#### PROBLEM REQUIREMENTS:
Extract the text of every entry below exactly; leave images out.

## Begin DATA SHOWN

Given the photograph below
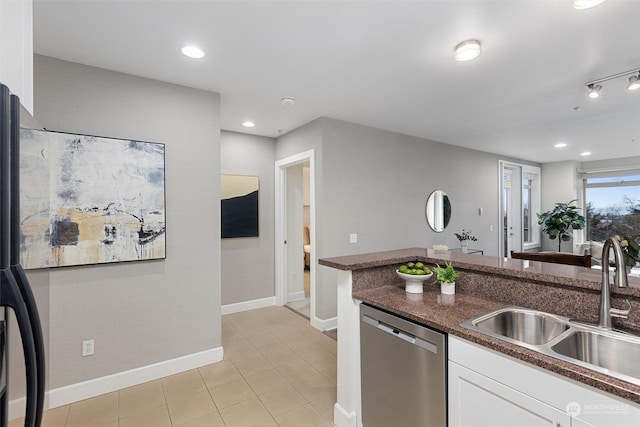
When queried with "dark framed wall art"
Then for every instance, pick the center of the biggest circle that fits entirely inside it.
(239, 206)
(90, 200)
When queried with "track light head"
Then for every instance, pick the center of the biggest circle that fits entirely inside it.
(594, 90)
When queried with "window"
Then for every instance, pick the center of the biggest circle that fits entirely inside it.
(612, 204)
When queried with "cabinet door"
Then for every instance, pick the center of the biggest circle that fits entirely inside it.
(477, 401)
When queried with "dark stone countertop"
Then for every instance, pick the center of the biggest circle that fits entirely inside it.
(446, 313)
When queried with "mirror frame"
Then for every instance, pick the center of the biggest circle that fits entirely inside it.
(438, 210)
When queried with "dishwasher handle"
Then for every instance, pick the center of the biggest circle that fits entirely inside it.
(399, 333)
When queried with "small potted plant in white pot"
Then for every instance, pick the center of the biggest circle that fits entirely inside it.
(446, 276)
(464, 239)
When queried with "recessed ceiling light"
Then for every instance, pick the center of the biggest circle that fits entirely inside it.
(287, 101)
(467, 50)
(193, 52)
(586, 4)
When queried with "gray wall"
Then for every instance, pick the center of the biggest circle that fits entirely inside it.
(375, 183)
(138, 313)
(248, 263)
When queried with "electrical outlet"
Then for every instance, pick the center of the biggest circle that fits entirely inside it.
(87, 348)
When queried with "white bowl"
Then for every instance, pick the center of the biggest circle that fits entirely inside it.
(413, 283)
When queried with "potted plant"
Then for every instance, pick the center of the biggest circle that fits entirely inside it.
(464, 239)
(559, 222)
(630, 249)
(446, 276)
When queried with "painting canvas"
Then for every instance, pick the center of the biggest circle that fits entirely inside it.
(90, 200)
(239, 205)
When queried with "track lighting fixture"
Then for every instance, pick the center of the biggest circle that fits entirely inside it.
(634, 82)
(586, 4)
(594, 91)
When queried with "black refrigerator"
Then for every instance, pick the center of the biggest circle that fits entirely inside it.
(16, 295)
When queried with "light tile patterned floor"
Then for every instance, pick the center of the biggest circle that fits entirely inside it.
(277, 371)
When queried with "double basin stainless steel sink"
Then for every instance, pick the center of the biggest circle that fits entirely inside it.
(613, 353)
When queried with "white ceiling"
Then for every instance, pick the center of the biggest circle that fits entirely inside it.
(386, 64)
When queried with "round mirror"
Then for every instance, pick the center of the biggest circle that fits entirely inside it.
(438, 211)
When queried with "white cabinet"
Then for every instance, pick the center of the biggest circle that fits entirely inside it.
(16, 49)
(487, 388)
(478, 401)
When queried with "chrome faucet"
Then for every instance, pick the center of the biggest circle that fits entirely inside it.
(606, 312)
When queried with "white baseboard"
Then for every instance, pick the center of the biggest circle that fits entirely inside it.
(84, 390)
(295, 296)
(342, 418)
(247, 305)
(324, 324)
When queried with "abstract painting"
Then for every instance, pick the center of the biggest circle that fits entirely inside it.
(90, 200)
(239, 205)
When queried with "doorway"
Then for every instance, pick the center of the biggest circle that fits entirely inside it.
(519, 203)
(295, 215)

## End DATA SHOWN

#### SOLVED EXERCISE:
Given the photograph below
When queried with "dark framed wall art"
Then for every instance, pick the center of the biggest circle that fits entirely inside it.
(239, 206)
(90, 200)
When queried with "track light head"
Then for every instance, pick the center of the biggest circle that fits entirely inside it.
(594, 90)
When queried with "window"
Then for every instance, pick the center of the biggest circle that fits entirely inside it.
(612, 204)
When queried with "cabinet door"
Then for every instance, pick the center of the biggest circle that fits entirely inside it.
(477, 401)
When queried with "dark stone countertop"
Then for every instance, pick the center of the biggest circle that fits entirely inside it.
(446, 313)
When queried with "mirror frame"
Then for every instance, pick the center of the biggest circle that fits entirely inside it.
(438, 210)
When queried with "dishwasher handle"
Then for every instance, pick the center of the biggest circle that fits entirely inside it.
(399, 333)
When queried with "small potted plant in white pot"
Then for every instance, pick the center of the biggest circle that fits entirely inside it.
(446, 276)
(464, 239)
When queried with "recessed ceiling light"
Then for every instance, pick the center of the biggest circle that fits entirely inside it.
(287, 101)
(467, 50)
(193, 52)
(586, 4)
When queried with "gray wall"
Then for every instance, pick the center of the biggest circle that fits entirely inside it.
(375, 183)
(138, 313)
(248, 263)
When queried with "electrical outlet"
Then for every instance, pick the center of the biggest circle that fits entirely inside it.
(87, 348)
When queried with "white bowl"
Then for every instance, pick the center of the biggest circle that fits entirely inside it.
(413, 283)
When queried with "potted plant"
Then for every instance, pick the center of the biggest circle that fits entirely inside it.
(464, 239)
(559, 222)
(630, 249)
(446, 276)
When queried with "painting canvas"
Then for every instance, pick the center of the biggest circle that fits entirely inside it.
(90, 200)
(239, 205)
When queried with "track lighting fixture"
Then for every instance, pick the center of the biggest circle that fits entirely inside it.
(634, 82)
(586, 4)
(594, 91)
When queried with "black refrigerator"
Then for every instance, pick the center of the biggest circle that fits entirely inside it.
(16, 295)
When queried with "light tile patterned floor"
Then for every instance, pick the center of the biggest circle that fits entirely inside it.
(277, 371)
When queried with "double basin stainless steel sink"
Then for every instance, pick the center of the biggest circle that fits entirely inside it.
(613, 353)
When queried with "white ceiling"
Then for every instance, pick the center of the biggest circle that fits entirely inside it.
(386, 64)
When queried with "round mirror"
Then for every instance, pick the center of the biggest circle that fits entirely inside it.
(438, 211)
When queried with "white cabinet"
Then for every instance, pick the center of the biggest circle that fits entirely inside it.
(16, 49)
(487, 388)
(478, 401)
When queried with "chrome faucet"
Then for every instance, pick the center of the biggest circle that fits entirely inside it.
(606, 312)
When queried with "white baseboard"
Then for every instance, pick the center of the biggest circle that fits entirely inside it.
(84, 390)
(295, 296)
(342, 418)
(247, 305)
(324, 324)
When queried with "abstract painting"
Then for every instance, pick the center of the biggest circle that fits entirely inside it.
(90, 200)
(239, 205)
When queried with "doorway"
Then for every instance, pick the center of the biggest circle that fits entirely inside it.
(519, 203)
(295, 215)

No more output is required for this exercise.